The use of components in a sentence that is grammatically the same or similar in their construction, sound, meaning, or meter is called as parallelism. As an academic writer, it is imperative to ensure that elements such as prepositions, words, and tenses agree with one another within sentences. When they do not, this is called faulty parallelism, and this can be the bane of even the most experienced writer. Often, parallel structures can be very subtle, so it is easy to slip up when it comes to identifying faulty parallelism. In this article, we will talk about what faulty parallelism is and the main types of errors associated with it. Parallelism errors are rather common in sentences containing a series, lists, or comparisons. Parallel structures help in ensuring clarity/readability, an economy of expression, and equality through logical connection within and between sentences. It also ensures that readers are able to grasp the right meaning of sentences, as a consequence of clarity. There are five main types of faulty parallelism, as shown in the diagram. Let us discuss each one, with suitable examples.

listof-word
Lists of Words That Do Not Match

Explanation: Whenever you make a list or a series of two or more things, be sure to check for this type of faulty parallelism.

Incorrect sentence: Strategy for developing speaking skills includes using minimal response, how to recognize scripts and using language to discuss language.

Correct sentence: Strategy for developing speaking skills includes using minimal response,  recognizing scripts and using language to discuss language.

In lists, you can also make the following type of error:

Incorrect sentence: John went on an Asia-Pacific trip to explore culture and heritage in Thailand, Japan, in Cambodia, and Indonesia.

Correct sentence:  John went on an Asia-Pacific trip to explore culture and heritage in Thailand, Japan, Cambodia, and Indonesia.

Uncoordinated Conjunctions

Explanation: Conjunctions are used to connect parts of a sentence. Their proper use helps to create a sentence flow, ensuring graceful, clear, and elegant sentences. However, when these conjunctions are uncoordinated or do not match, it results in faulty parallelism.

Incorrect sentence: Emma’s research highlights the importance of cell membrane and helps in improving drug uptake in the cell.

Correct sentence: Emma’s research highlights the importance of cell membrane and improves drug uptake in the cell.

Conjunctions That Do Not Correlate

Explanation: Correlating conjunctions are linked to each other in a specific manner. They must correlate for the sentence to be grammatically correct. If the first part of the sentence is A and the second is B, the following constructions may work:

  • Either A or B
  • Neither A nor B
  • Both A and B
  • Not only A but also B
  • Whether A or B

 

Incorrect sentence: The economist not only broke the code of honor but also was imparting false information to the committee.

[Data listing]
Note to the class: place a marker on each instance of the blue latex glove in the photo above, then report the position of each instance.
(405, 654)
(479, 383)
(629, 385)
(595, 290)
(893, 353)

TASKS TO PERFORM
A - List every correlating conjunction pair that the text on faulty parallelism gives as a construction that may work.
B - Echo the part of the text on faulty parallelism that opens with the words "Conjunctions That Do" and closes with "to the committee.", word for word.

SET OF ANSWERS
A -
Either A or B
Neither A nor B
Both A and B
Not only A but also B
Whether A or B

B -
Conjunctions That Do Not Correlate

Explanation: Correlating conjunctions are linked to each other in a specific manner. They must correlate for the sentence to be grammatically correct. If the first part of the sentence is A and the second is B, the following constructions may work:

  • Either A or B
  • Neither A nor B
  • Both A and B
  • Not only A but also B
  • Whether A or B

 

Incorrect sentence: The economist not only broke the code of honor but also was imparting false information to the committee.